(MATERIAL FOR THE TASK):
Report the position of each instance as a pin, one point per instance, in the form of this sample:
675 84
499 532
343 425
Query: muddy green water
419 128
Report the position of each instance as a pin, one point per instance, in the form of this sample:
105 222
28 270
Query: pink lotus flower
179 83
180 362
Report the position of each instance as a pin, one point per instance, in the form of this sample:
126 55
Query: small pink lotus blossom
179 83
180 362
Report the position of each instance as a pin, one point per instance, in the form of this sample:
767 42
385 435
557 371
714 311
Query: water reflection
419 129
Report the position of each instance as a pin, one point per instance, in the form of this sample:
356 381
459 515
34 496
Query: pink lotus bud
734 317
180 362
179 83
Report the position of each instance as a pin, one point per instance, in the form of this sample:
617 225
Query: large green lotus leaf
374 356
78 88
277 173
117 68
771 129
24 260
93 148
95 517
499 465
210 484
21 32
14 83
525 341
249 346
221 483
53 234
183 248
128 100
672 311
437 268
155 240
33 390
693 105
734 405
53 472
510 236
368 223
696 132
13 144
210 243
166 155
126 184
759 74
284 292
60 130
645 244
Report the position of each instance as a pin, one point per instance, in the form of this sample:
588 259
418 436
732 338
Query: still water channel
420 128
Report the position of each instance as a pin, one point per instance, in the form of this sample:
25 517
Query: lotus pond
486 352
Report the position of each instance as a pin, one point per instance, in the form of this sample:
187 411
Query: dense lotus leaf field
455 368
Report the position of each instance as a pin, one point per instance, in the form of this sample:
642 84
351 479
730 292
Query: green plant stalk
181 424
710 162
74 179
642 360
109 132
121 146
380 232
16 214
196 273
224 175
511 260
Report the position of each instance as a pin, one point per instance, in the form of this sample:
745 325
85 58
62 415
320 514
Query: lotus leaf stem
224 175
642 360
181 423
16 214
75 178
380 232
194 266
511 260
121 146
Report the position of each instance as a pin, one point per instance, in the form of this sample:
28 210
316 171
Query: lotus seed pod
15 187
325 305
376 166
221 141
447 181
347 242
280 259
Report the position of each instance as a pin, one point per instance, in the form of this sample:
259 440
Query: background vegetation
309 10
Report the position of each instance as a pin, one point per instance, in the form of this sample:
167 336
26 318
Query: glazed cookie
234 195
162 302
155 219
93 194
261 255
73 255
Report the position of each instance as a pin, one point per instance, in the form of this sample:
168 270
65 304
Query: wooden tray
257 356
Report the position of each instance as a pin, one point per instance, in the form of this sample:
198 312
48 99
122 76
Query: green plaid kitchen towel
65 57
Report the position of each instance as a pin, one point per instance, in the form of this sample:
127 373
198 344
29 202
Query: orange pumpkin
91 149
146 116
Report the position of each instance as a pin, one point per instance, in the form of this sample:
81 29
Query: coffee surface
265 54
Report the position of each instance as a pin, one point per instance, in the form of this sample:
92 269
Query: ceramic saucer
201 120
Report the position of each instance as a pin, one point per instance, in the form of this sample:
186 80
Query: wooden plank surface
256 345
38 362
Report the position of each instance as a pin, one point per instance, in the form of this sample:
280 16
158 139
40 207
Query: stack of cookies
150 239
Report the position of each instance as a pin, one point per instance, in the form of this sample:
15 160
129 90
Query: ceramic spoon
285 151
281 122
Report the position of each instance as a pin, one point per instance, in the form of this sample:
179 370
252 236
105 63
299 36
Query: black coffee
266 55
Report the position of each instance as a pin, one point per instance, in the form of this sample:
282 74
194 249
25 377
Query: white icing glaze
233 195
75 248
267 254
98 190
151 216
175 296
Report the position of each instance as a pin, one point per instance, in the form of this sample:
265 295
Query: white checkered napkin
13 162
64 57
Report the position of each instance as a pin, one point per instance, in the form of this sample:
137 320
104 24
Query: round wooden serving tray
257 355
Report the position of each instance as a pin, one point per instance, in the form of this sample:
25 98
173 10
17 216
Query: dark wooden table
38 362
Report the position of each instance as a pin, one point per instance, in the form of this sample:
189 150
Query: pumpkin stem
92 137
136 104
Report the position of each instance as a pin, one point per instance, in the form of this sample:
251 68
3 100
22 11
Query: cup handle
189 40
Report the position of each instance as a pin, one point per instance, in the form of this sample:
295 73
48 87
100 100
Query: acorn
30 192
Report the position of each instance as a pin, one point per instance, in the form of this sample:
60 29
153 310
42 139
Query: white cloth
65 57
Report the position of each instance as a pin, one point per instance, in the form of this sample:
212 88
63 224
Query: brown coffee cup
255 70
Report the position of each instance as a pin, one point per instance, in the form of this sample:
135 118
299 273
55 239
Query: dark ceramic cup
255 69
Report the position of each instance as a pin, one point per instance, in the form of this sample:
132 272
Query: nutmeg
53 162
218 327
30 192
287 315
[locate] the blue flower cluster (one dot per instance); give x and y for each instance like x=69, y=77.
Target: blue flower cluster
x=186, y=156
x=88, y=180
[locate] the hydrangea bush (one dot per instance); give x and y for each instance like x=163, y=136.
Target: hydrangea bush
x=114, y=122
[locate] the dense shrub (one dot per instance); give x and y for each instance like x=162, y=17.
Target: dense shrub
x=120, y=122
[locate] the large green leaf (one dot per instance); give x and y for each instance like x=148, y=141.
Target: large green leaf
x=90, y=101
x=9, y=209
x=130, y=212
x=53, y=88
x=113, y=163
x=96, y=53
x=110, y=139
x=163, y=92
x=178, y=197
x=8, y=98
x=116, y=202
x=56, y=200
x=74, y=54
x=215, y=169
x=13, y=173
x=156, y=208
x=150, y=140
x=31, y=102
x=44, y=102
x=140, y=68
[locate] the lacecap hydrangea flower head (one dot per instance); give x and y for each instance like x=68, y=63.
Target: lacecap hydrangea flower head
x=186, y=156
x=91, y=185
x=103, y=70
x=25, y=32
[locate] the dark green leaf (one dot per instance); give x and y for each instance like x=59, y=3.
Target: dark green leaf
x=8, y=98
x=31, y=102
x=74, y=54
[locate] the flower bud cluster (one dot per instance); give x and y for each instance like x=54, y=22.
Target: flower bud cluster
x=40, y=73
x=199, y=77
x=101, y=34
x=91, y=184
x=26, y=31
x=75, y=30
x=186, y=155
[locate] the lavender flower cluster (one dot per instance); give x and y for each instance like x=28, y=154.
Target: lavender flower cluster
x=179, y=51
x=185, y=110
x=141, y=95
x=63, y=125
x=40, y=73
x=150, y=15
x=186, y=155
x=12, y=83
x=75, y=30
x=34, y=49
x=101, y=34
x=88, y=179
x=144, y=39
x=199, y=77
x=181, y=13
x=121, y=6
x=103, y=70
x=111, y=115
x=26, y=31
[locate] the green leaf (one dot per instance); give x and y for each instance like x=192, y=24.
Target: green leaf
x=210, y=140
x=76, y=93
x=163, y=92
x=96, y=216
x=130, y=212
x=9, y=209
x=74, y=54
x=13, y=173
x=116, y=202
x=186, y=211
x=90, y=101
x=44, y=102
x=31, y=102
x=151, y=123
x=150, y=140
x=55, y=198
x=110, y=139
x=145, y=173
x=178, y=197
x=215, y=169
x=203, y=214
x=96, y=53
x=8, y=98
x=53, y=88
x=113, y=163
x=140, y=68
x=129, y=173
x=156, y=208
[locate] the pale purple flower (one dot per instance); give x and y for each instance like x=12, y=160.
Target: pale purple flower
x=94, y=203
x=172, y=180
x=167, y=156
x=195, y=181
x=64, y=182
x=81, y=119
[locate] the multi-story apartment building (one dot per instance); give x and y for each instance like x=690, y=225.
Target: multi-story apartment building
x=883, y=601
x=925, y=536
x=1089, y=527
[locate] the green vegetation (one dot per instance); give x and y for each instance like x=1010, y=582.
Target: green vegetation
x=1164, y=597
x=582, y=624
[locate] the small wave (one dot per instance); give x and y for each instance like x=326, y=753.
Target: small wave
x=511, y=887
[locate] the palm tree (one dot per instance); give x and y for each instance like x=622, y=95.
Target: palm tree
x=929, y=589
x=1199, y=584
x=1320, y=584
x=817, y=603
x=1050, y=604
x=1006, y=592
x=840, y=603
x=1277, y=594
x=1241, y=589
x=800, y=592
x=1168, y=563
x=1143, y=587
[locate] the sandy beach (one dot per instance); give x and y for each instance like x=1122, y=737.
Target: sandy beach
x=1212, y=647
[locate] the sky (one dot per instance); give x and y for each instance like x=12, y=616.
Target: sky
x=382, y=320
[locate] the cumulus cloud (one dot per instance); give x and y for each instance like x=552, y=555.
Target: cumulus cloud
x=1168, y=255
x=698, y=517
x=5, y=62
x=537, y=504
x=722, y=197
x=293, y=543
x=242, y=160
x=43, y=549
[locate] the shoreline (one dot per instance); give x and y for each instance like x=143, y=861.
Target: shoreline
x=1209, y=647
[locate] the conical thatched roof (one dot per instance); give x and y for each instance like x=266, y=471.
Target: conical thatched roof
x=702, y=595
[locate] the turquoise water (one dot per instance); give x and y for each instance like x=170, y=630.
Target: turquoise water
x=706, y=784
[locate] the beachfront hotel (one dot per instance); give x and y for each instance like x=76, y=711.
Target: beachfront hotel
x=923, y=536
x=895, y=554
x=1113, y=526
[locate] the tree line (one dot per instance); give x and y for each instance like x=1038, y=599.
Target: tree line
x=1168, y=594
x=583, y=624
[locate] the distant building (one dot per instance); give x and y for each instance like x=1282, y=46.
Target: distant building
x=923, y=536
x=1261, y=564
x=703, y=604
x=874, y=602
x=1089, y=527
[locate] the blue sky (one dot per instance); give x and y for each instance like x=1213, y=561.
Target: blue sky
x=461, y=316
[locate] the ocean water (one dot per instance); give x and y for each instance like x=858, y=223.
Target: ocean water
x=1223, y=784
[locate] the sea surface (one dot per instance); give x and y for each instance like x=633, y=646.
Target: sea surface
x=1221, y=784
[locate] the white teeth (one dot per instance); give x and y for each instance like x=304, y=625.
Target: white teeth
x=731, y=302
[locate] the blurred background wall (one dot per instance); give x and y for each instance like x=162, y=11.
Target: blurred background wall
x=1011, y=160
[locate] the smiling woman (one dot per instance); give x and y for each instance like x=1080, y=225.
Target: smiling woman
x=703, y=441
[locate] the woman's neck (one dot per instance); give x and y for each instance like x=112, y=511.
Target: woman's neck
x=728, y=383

(INSTRUCTIONS TO FOLLOW):
Recast the lines of the material above as a numbered list, from the line containing "[locate] the conical" through the line containing "x=706, y=784", including both. Leave out any blank lines.

(RESULT FOR THIS TASK):
1. [locate] the conical thatched roof (one dot per instance); give x and y for each instance like x=266, y=471.
2. Target: conical thatched roof
3. x=702, y=595
4. [locate] the turquoise water (one dot per instance); give x and y for each instance like x=170, y=630.
5. Target: turquoise water
6. x=706, y=784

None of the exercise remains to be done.